• PAGE EXTRACT:
══════════════════════════════

Instagram has turned out to be an amazing acquisition for Facebook. Facebook make >$12 billion dollars in 2014. You're saying Instagram wasn't worth 1 months revenue for Facebook? It's a double digit percentage of all time people spend interacting with Facebook's app constellation.
Warren Buffett looks for investments with an economic moat around their economic castle. If a startup could get close to doing that much damage to Facebook, maybe Facebook's business isn't very defensible.
Successful social businesses have a big moat in the form of network effects. If it were any easier to cross the social-networking moat, Facebook would not have paid $19 billion for Whatsapp. Attracting and retaining users is hard.

The numbers needed to match Facebook are big. The fact that Whatsapp, Viber, Line, etc are even able to approach those numbers speaks volumes: they have succeeded in executing on their businesses, and there is demand in the market for solid messaging products that evidently the incumbents have not been able to fill. Buying out a (exceptionally successful) startup before it becomes a potential competitor makes total sense.

Successful social businesses have a big moat in the form of network effects. If it were any easier to cross the social-networking moat, Facebook would not have paid $19 billion for Whatsapp. Attracting and retaining users is hard.

I know of multiple ways of trying to estimate the magnitude of network effects. All come up with social networks creating O(n log(n)) value for users. If true, that result demonstrates that network effects are significant, but a better competitor does not have to have nearly the scale you'd think to be able to compete head on against the big giants.

That said, I wouldn't recommend going head to head versus FB for your next startup. But there will be no shortage of future companies posing a threat to FB like the one that FB posed to MySpace before it. And like MySpace posed to Friendster earlier on.

Let's be honest. FB has a lot of advantages here. They are the first mover, they have a ton of resources, and they have appropriate levels of paranoia about this issue. But still I'd give them substantially less than even odds of being the social king when, say, 2030 rolls around.

══════════════════════════════

• WHAT YOU WILL DO:
1 - Transcribe the passage of the discussion of Facebook and network effects from "Warren Buffett looks" up to and including "isn't very defensible.".
2 - Answer these questions using the discussion of Facebook and network effects:
(a) How much did Facebook pay for Whatsapp?
(b) How much value do the estimation methods find social networks creating for users?
(c) What year is given as the point when the writer doubts Facebook will still be the social king?
3 - List every company or app named in the discussion of Facebook and network effects.

• ENTRIES PROVIDED:
══════════════════════════════

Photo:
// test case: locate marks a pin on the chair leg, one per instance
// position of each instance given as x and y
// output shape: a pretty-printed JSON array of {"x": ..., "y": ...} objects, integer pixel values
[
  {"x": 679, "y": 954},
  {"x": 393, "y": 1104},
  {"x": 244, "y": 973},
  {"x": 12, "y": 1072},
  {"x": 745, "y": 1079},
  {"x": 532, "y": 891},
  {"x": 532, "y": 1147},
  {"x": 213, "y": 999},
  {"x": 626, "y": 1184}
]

══════════════════════════════

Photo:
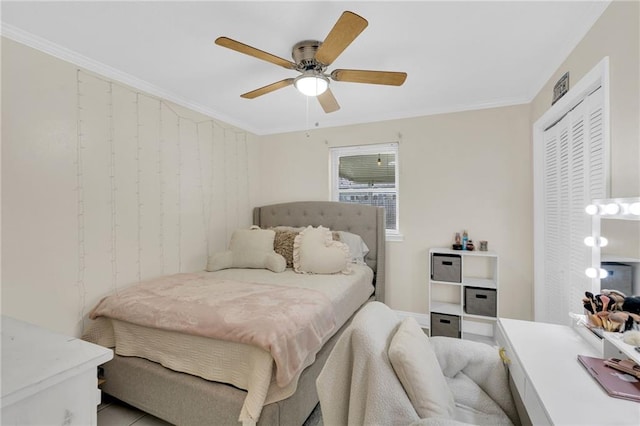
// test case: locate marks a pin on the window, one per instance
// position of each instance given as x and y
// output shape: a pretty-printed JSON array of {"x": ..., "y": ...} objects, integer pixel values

══════════════════════════════

• SOLUTIONS:
1 -
Warren Buffett looks for investments with an economic moat around their economic castle. If a startup could get close to doing that much damage to Facebook, maybe Facebook's business isn't very defensible.

2 -
(a) $19 billion
(b) O(n log(n))
(c) 2030

3 -
Facebook
Instagram
Whatsapp
Viber
Line
MySpace
Friendster